Rewrite the listing below with every "photo" changed to "image" and nothing else altered, leaving out the pictures.

────────────────────────────────────────

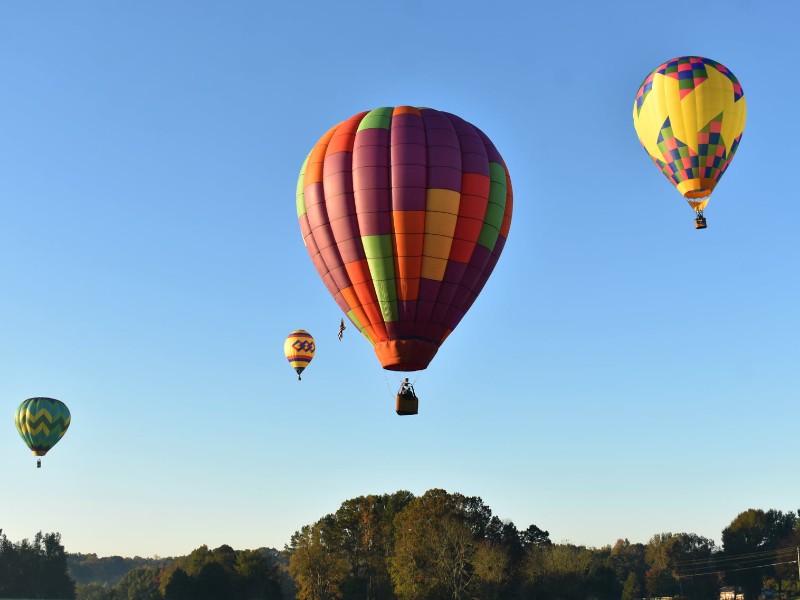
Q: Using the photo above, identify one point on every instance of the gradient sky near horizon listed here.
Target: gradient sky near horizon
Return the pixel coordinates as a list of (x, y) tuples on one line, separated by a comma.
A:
[(621, 375)]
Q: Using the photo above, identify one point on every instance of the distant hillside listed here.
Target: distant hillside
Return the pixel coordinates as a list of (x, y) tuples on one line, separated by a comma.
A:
[(89, 568)]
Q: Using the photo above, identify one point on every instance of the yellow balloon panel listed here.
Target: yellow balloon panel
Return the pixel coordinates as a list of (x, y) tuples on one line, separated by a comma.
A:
[(299, 349), (689, 114)]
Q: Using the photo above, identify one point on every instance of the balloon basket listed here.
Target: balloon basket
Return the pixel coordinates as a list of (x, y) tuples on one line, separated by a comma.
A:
[(407, 404)]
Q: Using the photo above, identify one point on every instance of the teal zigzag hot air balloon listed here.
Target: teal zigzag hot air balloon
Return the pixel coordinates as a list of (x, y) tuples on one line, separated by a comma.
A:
[(41, 422)]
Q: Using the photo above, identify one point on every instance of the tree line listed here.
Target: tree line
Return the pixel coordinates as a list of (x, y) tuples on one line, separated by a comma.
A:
[(446, 546), (439, 546)]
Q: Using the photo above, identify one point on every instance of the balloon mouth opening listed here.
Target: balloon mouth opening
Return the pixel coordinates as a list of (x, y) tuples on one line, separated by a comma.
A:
[(406, 355)]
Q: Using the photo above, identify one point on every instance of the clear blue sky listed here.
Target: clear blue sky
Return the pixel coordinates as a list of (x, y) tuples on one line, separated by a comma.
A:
[(621, 374)]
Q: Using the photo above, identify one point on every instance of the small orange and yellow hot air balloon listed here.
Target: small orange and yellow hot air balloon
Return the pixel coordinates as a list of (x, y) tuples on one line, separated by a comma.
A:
[(299, 349), (689, 114)]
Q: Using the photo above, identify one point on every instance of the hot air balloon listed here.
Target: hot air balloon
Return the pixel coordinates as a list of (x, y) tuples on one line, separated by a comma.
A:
[(404, 212), (689, 114), (299, 349), (41, 422)]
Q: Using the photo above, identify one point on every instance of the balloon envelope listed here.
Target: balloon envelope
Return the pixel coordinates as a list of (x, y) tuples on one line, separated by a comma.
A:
[(299, 349), (404, 212), (41, 422), (689, 114)]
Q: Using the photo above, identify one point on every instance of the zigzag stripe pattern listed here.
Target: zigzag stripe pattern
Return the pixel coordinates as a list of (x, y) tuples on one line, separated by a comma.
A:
[(42, 422)]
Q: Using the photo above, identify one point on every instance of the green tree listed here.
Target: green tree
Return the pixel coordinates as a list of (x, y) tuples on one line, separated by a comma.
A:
[(317, 568), (362, 532), (754, 531), (492, 568), (179, 586), (35, 569), (437, 541), (94, 591), (258, 576), (628, 559), (141, 583), (632, 588), (567, 572)]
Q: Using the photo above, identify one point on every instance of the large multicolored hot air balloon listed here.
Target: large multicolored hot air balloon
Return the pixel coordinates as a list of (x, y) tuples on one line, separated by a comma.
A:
[(41, 422), (689, 114), (299, 349), (404, 212)]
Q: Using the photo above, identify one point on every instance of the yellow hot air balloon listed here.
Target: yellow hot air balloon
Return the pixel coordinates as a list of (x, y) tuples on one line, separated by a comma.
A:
[(42, 422), (689, 114), (299, 349)]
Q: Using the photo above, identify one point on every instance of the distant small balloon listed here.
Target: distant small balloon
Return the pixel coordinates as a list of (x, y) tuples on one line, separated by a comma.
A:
[(42, 422), (299, 349)]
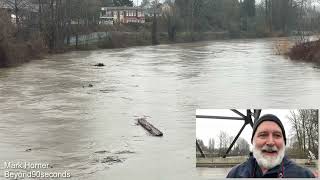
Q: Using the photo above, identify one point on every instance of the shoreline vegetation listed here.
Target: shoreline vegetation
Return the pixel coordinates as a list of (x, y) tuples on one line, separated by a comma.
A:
[(14, 52), (33, 29)]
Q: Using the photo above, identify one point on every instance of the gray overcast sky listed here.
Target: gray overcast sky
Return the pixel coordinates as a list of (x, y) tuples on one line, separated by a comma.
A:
[(208, 128)]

────────────────────────────────────────

▸ **WRITTEN ANSWER**
Q: Using the image above, identify one point on every instance of the gradient sky near horizon listed here.
Target: gradient sky near horizon
Return the pixel coordinates as a list of (x, y) tuples on one line, separated by a comma.
A:
[(621, 375)]
Q: Using the image above, identify one point on every instance of the distant hillside listed here.
Target: distant hillside
Return the pixel coordinates as a list of (x, y) tuples on one line, separated by a comma.
A:
[(89, 568)]
Q: Using the image above, identify one point on every instance of the yellow balloon panel listed here.
Target: yellow balloon panel
Return the pixel coordinates as a list of (x, y) tuples on one line, separated by a comma.
A:
[(299, 349), (689, 114)]
Q: Using the image above, identify one point on every instance of the balloon basket listed here.
Target: balloon basket
Return the pixel coordinates as a list of (x, y) tuples on one line, separated by a comma.
A:
[(407, 404)]
Q: Using the image above, identify one point on every instance of the teal zigzag hot air balloon listed here.
Target: teal zigzag hot air balloon
Return the pixel coordinates as a list of (x, y) tuples on one line, separated by a comma.
A:
[(41, 422)]
Q: Using the image above, identify one point on every instance of the tree line listed here.
Target: tree line
Return the pixel coordinates as a list of (x, y) tuples on one line, separated by a comma.
A:
[(446, 546), (439, 546)]
Q: Using the image above, identify one point on every instance of the balloon mouth opening listed here.
Target: balloon mouth opening
Return the pixel coordinates as a list of (x, y) tuples on one line, separated by a comma.
A:
[(406, 355)]
Q: Using the image above, identify one point on every instance of the clear blue sky listed here.
Target: clear blue sky
Return the pixel coordinates as a list of (x, y) tuples on one line, separated by a comma.
A:
[(621, 374)]
Q: Using the image above, identify one point on every instance of the small orange and yellow hot air balloon listed here.
Target: small orange and yellow hot air balloon
Return the pixel coordinates as a list of (x, y) tuples on one line, separated by a comma.
A:
[(299, 349), (689, 114)]
Q: Using the image above, identify one point on every instance of the hot air balloon listed here.
Target: hot air balloon
Return the pixel coordinates as a list of (x, y) tuples on one line, separated by a comma.
A:
[(404, 212), (689, 114), (299, 349), (41, 422)]
Q: Using the image above, identify one point on every instance of the balloon envelope listed here.
Target: balloon envelope
Return the pixel coordinates as a list of (x, y) tuples on one line, separated by a comma.
A:
[(299, 349), (404, 212), (41, 422), (689, 114)]
Q: Using the image above, identify one point on every instance of the zigzag stripe pattern listed here.
Target: zigzag stripe pattern
Return the pixel coordinates as a list of (x, y) tuples on one line, separated by a comma.
A:
[(42, 422)]
Q: Using the image above, identify one point on every instance of the green tree listed here.
Target: green tree
Return the pixel coordinates as a list of (x, y) tuples on one line, separated by a comma.
A:
[(317, 568), (362, 532), (754, 531), (492, 568), (179, 586), (35, 569), (437, 541), (94, 591), (258, 576), (628, 559), (141, 583), (632, 588), (567, 572)]
Q: Using the image above, identify one point on every instance of the large multicolored hot air balloon listed here.
Target: large multicolored hot air balloon
Return the pixel coordinates as a list of (x, y) tuples on one line, separated by a comma.
A:
[(41, 422), (689, 114), (299, 349), (404, 212)]
Q: Using the image above, identify one point on every instance of the yellow hot air balloon listed here.
Target: yellow hot air balloon
Return the pixel coordinates as a list of (x, y) tuples on one line, separated by a comma.
A:
[(42, 422), (689, 114), (299, 349)]
Q: Using the image above, identify one point on every instance of the distant small balloon listed here.
Target: distant small balloon
Return the pixel coordinates as a list of (x, y) tuples on one line, separated by a comma.
A:
[(42, 422), (299, 349)]
Q: Using the image above, identify one point on every instance of the shoreline vegetation listed here.
Target: shoreline vegetation
Return the pixel coordinates as a list of (x, y) tuples on one line, separated by a comma.
A:
[(14, 52), (33, 29)]
Q: Using the image above, identify one point on every instance of the gray overcast sky listed here.
Target: gray overcast sky
Return the pixel coordinates as a list of (x, y) tuples on one line, separated by a comma.
A:
[(208, 128)]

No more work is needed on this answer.